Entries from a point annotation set
········
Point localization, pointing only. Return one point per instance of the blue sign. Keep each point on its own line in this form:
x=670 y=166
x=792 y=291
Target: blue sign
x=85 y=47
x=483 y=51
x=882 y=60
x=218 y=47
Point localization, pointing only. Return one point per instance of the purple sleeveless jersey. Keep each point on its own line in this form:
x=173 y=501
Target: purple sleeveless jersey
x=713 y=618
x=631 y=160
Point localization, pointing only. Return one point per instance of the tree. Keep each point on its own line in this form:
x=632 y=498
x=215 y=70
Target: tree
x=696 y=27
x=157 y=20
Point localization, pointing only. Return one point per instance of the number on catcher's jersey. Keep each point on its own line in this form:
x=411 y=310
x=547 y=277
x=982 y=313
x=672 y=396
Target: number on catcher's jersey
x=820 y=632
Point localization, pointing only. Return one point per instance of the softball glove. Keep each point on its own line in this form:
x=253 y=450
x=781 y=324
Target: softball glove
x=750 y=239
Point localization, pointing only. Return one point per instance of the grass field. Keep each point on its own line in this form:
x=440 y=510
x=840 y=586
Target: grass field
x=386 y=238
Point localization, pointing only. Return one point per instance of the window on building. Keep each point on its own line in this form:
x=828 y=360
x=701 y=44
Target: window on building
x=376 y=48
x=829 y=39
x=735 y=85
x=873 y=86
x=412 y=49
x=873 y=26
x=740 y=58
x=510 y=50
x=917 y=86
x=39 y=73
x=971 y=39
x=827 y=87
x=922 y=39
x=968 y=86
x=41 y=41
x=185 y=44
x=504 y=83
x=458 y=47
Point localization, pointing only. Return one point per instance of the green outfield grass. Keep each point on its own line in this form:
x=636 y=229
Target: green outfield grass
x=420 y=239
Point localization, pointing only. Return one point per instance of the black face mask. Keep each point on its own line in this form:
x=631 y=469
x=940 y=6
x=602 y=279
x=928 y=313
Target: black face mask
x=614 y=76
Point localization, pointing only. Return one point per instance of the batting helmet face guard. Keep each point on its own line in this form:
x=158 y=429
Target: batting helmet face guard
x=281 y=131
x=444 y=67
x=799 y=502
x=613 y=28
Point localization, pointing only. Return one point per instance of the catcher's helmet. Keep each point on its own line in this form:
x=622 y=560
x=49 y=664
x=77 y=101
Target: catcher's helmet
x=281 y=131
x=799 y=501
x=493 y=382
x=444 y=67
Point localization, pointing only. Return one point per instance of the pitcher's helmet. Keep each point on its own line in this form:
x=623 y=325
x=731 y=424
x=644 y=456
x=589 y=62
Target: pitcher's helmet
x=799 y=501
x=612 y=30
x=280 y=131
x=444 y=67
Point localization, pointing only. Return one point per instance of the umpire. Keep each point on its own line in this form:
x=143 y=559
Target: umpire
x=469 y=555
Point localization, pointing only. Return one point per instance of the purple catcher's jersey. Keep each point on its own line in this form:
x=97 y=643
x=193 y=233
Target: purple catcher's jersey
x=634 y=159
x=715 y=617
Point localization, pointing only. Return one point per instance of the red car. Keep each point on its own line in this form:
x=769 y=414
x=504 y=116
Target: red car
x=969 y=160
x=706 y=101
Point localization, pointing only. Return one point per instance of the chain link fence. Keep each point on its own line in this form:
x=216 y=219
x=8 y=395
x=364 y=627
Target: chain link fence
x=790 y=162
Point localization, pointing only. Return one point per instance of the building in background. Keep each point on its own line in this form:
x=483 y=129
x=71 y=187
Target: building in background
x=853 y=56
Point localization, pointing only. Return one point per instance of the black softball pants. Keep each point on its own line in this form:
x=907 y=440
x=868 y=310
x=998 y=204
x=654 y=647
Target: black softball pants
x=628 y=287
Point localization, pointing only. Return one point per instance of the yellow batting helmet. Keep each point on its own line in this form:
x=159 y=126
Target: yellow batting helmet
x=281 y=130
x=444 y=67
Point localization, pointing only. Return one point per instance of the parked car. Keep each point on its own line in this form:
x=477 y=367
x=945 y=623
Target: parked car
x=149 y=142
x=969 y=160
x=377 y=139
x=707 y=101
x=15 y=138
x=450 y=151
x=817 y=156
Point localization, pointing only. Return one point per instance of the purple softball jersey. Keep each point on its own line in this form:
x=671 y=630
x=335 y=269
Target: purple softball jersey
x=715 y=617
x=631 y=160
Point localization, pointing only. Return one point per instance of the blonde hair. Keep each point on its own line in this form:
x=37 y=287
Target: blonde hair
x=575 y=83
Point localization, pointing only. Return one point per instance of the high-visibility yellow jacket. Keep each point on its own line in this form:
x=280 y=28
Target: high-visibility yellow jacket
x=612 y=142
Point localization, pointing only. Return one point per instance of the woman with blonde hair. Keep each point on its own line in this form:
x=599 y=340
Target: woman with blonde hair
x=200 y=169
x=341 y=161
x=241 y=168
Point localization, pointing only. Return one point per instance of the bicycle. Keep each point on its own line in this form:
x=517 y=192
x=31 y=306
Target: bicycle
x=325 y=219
········
▶ Task details:
Rewrite the lines of the records between the one holding "of the pitcher's" and the one holding "x=469 y=555", inclusive, swapping "umpire" for "referee" and leaving every other character as it stands. Give only those lines.

▶ Exercise answer:
Point localization, pointing only. Return one point per instance of the pitcher's helmet. Keep each point on its own line in this form:
x=623 y=325
x=731 y=424
x=644 y=456
x=589 y=62
Target: pitcher's helmet
x=799 y=501
x=612 y=30
x=280 y=131
x=444 y=67
Point localization, pointing only. Return one point per instance of the referee. Keep each point on its own line in this form:
x=143 y=559
Target: referee
x=469 y=555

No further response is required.